** START OF DOCUMENT **
With their backs against the luxury tax, the Bucks had four key pieces unsigned heading into free agency: Khris Middleton, Brook Lopez, Nikola Mirotic, and Malcolm Brogdon. Eric Bledsoe was also originally supposed to be a free agent, but the Bucks decided to lock him up to a $70 million extension in March.

Brogdon, at age 26, was the youngest player of the group and the one with the most positive momentum in his career after putting together a solid two-way campaign that saw him join the vaunted 50/40/90 club for shooting efficiency. He was also Milwaukee’s best guard in the playoffs, providing an essential shooting threat on the perimeter while being a tough defender and careful ball handler who didn’t make mistakes.

Brogdon never actually had any say in where he would land. As a restricted free agent, the Bucks had the right to match any offer. But when Middleton and Lopez were re-signed, Brogdon suddenly became the odd man out. Milwaukee decided to trade the guard after he had reached a deal with the Indiana Pacers. The Bucks would get Indiana’s lottery protected first round pick in 2020 and two second rounders, while the Brogdon would get a four-year, $85 million contract.

Brogdon is now off to the best start of his career for the Pacers and is having an all-star caliber season. The Bucks are 9-3 and in second place in the Eastern Conference, and will again have an excellent chance to reach the Finals. At the same time, it’s hard to see how Milwaukee is better without Brogdon. It’s fair to wonder if the Bucks’ decision to let him go will have any impact on Antetokounmpo’s free agency decision in the summer of 2021.
** END OF DOCUMENT **
** START OF DATA SUPPLIED **
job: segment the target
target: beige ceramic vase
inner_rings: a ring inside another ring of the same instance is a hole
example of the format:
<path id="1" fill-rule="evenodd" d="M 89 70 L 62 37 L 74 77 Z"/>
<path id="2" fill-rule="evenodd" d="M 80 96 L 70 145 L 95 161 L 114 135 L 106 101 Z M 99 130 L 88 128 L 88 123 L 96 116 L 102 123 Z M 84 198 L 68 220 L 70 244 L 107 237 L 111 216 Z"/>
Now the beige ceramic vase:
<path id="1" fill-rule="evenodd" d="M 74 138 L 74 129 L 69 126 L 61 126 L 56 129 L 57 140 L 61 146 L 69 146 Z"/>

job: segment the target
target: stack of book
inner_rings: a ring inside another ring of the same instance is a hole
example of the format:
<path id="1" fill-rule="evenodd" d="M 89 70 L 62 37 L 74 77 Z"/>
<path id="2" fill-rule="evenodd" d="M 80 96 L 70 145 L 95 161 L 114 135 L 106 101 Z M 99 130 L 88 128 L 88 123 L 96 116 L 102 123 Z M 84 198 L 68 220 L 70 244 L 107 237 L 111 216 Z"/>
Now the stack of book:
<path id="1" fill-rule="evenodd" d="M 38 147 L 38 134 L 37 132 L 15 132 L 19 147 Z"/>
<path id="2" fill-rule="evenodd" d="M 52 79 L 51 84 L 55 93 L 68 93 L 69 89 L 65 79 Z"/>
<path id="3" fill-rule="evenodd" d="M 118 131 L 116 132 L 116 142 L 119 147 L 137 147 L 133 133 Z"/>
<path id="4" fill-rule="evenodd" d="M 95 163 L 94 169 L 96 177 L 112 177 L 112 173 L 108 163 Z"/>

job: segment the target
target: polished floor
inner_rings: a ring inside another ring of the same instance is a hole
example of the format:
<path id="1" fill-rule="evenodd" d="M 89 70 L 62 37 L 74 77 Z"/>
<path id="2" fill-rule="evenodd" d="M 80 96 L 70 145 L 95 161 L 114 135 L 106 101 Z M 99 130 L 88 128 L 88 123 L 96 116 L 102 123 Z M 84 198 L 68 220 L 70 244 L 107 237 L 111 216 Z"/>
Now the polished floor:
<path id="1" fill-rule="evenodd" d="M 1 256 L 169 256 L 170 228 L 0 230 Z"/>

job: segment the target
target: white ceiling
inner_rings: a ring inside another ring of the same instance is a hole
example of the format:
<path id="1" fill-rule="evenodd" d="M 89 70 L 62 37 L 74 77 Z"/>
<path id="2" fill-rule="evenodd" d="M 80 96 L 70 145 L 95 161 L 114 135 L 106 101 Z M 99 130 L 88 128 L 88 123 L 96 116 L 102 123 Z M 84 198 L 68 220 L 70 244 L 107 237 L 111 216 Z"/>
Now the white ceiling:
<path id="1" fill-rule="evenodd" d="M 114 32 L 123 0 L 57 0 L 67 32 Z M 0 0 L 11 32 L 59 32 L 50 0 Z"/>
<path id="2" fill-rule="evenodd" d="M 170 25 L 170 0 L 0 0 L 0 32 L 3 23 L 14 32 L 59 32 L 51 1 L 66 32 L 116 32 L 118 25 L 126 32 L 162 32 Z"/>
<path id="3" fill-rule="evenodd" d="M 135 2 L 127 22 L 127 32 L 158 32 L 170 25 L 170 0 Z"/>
** END OF DATA SUPPLIED **
** START OF DATA SUPPLIED **
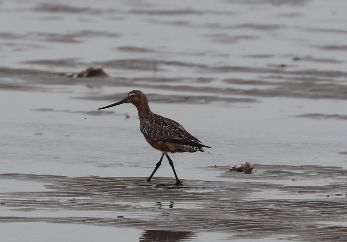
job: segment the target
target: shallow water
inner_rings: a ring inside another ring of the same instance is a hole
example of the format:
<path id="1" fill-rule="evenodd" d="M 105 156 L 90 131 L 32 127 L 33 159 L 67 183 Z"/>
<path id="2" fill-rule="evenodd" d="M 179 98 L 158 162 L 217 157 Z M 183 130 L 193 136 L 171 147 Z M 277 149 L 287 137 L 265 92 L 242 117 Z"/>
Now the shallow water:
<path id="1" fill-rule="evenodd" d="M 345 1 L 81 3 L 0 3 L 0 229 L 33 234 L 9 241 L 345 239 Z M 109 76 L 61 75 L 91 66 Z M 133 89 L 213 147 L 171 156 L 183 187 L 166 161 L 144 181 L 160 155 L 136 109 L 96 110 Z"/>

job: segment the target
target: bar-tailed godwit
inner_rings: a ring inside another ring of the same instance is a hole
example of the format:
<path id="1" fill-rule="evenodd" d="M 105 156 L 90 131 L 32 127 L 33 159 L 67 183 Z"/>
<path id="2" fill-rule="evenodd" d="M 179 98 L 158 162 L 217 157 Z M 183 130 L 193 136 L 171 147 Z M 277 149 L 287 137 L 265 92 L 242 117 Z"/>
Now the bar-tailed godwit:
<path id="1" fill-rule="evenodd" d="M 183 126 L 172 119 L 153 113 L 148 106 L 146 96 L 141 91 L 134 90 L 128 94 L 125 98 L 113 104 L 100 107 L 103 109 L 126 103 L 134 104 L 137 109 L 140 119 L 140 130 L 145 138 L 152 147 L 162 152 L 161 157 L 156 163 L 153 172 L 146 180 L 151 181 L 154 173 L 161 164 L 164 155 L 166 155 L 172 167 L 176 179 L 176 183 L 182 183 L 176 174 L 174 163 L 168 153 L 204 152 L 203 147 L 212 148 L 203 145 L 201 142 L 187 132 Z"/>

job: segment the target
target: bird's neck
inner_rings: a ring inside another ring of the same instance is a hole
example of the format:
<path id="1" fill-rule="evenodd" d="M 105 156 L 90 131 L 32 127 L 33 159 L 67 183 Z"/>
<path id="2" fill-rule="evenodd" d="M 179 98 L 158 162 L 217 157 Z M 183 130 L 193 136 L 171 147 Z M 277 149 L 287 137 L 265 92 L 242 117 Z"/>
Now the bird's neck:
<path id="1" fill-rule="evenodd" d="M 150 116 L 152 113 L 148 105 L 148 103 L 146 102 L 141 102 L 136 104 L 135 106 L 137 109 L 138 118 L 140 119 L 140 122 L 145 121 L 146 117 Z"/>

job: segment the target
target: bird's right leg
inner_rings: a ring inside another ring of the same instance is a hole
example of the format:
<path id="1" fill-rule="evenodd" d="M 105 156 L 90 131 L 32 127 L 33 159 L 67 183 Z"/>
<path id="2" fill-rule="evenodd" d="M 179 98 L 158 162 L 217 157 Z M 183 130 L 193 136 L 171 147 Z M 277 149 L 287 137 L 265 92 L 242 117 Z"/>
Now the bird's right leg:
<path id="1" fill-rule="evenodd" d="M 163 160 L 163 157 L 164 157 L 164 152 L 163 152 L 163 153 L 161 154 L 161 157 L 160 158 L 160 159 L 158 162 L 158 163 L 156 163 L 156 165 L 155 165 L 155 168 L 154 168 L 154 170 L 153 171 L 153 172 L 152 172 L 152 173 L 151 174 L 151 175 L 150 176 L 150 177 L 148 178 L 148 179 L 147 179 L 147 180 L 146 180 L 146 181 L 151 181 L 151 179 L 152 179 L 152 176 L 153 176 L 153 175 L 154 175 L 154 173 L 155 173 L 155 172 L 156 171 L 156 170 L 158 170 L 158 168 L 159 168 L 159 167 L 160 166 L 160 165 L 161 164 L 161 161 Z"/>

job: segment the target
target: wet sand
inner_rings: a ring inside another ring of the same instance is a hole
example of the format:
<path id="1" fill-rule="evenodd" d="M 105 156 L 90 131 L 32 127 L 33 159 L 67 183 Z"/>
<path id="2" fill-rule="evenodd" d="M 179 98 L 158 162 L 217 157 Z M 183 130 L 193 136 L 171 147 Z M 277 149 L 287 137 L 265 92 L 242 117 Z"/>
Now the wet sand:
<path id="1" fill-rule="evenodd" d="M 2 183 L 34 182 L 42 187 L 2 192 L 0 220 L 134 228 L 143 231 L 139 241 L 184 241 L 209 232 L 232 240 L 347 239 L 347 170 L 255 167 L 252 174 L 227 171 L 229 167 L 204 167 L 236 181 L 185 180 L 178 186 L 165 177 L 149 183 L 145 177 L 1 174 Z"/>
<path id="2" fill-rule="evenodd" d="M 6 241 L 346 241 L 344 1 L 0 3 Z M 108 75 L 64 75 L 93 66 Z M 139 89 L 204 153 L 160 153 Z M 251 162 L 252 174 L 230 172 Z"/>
** END OF DATA SUPPLIED **
** START OF DATA SUPPLIED **
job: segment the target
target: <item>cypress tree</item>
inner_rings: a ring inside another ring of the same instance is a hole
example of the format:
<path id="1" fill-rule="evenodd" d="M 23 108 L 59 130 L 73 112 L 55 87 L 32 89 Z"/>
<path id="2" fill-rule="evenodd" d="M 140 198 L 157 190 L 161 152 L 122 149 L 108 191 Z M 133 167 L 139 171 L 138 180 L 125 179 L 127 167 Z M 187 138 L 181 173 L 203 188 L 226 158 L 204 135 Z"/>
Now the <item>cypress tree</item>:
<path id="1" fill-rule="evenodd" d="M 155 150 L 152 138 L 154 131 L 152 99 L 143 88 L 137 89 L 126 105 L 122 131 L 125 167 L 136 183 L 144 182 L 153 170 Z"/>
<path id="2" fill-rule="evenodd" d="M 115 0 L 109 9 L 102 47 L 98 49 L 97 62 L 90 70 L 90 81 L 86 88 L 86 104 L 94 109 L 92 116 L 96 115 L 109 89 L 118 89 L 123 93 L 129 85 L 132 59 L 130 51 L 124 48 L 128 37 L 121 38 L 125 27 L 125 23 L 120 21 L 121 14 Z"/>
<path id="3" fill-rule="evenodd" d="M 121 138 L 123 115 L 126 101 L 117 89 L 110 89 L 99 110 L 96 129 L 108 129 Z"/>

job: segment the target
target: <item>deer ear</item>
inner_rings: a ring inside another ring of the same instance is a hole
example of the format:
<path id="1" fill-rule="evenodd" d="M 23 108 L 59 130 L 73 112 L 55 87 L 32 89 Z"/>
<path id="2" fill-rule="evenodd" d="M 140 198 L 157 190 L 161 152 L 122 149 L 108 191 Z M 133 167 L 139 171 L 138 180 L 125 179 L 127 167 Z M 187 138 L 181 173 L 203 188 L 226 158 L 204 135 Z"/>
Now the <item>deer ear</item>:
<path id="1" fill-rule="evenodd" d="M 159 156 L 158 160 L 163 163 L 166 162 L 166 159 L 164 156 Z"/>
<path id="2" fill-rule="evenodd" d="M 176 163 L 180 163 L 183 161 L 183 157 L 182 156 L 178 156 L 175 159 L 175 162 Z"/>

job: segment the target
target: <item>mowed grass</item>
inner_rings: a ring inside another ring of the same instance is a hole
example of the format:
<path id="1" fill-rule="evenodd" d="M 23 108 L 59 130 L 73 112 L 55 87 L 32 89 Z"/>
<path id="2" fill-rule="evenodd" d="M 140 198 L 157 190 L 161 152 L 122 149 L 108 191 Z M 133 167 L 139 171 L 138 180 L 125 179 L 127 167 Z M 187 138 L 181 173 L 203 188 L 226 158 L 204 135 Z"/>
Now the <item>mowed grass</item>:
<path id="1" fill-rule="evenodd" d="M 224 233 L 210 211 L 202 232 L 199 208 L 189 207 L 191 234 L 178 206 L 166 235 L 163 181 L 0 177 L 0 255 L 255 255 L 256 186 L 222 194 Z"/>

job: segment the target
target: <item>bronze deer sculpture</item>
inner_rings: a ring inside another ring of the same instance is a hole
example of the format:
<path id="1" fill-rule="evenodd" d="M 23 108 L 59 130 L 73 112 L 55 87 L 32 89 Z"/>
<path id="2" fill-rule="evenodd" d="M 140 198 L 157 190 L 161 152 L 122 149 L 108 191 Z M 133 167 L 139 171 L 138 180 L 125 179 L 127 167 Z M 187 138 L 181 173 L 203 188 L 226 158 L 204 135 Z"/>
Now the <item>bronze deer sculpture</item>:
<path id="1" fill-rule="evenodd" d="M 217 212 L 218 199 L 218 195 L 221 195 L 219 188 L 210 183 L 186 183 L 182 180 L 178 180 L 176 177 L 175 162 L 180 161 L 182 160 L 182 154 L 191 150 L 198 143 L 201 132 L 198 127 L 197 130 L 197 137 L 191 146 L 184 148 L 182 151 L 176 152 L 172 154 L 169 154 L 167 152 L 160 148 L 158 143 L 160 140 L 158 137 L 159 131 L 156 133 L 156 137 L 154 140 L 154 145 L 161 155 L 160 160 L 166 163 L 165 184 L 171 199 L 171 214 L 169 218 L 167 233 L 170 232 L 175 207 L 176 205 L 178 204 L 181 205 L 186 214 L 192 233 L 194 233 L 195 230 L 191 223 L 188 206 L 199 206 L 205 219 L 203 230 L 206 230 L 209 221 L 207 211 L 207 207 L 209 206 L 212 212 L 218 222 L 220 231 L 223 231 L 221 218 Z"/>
** END OF DATA SUPPLIED **
▸ WHAT TO WORK ON:
**A.** In the article about the Bucks and Malcolm Brogdon, what contract did Brogdon receive with the Pacers?
**B.** Gather every line of the records that contains the word "godwit".
The records have no connection to the article.

▸ OUTPUTS FOR THE TASKS:
**A.** A four-year, $85 million contract.

**B.**
target: bar-tailed godwit
Now the bar-tailed godwit:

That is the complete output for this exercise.